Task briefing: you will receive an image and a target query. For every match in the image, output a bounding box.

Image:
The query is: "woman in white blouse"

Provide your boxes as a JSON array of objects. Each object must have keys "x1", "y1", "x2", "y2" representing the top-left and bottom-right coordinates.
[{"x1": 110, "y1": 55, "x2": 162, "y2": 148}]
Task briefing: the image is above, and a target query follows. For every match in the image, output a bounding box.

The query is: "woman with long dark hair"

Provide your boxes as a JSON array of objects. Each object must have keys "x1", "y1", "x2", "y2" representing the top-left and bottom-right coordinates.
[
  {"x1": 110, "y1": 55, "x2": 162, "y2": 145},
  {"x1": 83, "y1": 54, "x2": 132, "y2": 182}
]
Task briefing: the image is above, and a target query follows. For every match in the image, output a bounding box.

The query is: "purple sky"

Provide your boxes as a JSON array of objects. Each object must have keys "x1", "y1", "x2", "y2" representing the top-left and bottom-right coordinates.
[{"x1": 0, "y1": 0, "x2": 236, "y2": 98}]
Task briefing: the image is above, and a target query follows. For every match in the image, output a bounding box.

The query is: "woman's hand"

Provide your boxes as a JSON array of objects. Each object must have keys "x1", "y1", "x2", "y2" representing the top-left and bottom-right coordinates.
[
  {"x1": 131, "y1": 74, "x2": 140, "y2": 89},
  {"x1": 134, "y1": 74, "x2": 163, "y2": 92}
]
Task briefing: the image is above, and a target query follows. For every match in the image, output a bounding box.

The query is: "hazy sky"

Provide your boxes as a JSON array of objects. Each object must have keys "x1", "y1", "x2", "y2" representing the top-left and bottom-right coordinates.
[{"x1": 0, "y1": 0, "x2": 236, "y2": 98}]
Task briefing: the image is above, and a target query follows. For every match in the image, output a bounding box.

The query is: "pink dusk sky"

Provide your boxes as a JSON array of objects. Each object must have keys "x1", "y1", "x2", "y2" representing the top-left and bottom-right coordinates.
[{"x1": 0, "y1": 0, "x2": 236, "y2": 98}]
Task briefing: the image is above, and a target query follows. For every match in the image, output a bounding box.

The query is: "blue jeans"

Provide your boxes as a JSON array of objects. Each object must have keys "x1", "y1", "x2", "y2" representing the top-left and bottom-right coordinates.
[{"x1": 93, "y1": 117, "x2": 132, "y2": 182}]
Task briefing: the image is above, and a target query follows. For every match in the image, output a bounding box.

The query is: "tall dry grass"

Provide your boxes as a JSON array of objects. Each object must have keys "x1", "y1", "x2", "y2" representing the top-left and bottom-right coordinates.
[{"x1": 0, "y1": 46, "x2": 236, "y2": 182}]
○ ○ ○ ○ ○ ○ ○
Tally the lines in the records above that contain the string "woman", and give only the resulting number.

*OUTPUT BELOW:*
3